Rose Clarke Nanyonga ’15PhD
She was 15 years old when she walked 52 kilometers across the Ugandan countryside, from her small hometown to a larger town. She had heard from a friend about an Irish missionary couple who ran a hospital and would hire nursing aides who knew enough English to assist with translation. Her mother had died when she was eight. She had little support in a very large family. “I always had potential, and I knew I had it,” says Rose Clarke Nanyonga. “I just didn’t have opportunity.”
The Irish family, the Clarkes, hired her. This started her second journey: a nursing program in the north of Uganda, then a bachelor’s in nursing from Arkansas Tech University in 2002, then her master’s from Baylor in 2005, and then her PhD from Yale in 2015. Throughout her education Nanyonga also helped the Clarkes, back in Uganda, to establish a training school of nursing and midwifery.

• Task requirements:
[A] In the profile of Rose Clarke Nanyonga, how far did she walk at age 15?
[B] From the profile of Rose Clarke Nanyonga, copy the passage starting with "The Irish family, the" and going on through "nursing and midwifery.".
[C] Write the next part of the profile of Rose Clarke Nanyonga, starting after its last sentence.

• Data for review:

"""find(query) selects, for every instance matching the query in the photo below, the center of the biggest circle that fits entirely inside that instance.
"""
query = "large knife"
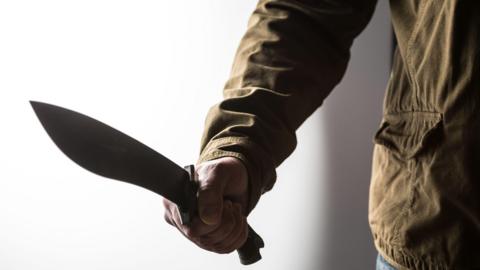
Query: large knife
(108, 152)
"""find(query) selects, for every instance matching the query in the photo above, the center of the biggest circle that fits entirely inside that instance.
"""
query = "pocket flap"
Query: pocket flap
(406, 133)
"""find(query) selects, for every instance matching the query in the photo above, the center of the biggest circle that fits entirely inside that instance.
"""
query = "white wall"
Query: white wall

• Results for each task:
[A] 52 kilometers

[B]
The Irish family, the Clarkes, hired her. This started her second journey: a nursing program in the north of Uganda, then a bachelor’s in nursing from Arkansas Tech University in 2002, then her master’s from Baylor in 2005, and then her PhD from Yale in 2015. Throughout her education Nanyonga also helped the Clarkes, back in Uganda, to establish a training school of nursing and midwifery.

[C]
This has since become Clarke International University, which now, in addition to fully degreed programs in nursing and midwifery, offers programs in public health and in business and applied computer technology. “For many years, I thought my best work was at the bedside, and I loved being there,” she says. Her work over the past two decades, however, has pulled her away from direct contact with patients. Now, as vice chancellor of Clarke International University, she spends most of her time as an administrator, thinking about strategy and governance. She has opportunity to teach. But this shift of responsibility is something that she cherishes.
“By the time I returned to Uganda, I started re-thinking the ways in which I could contribute to a profession I truly loved and had pursued relentlessly since I was a child,” she says. “Now I’m building capacity for vulnerable health systems in sub-Saharan Africa. And that is critically important.”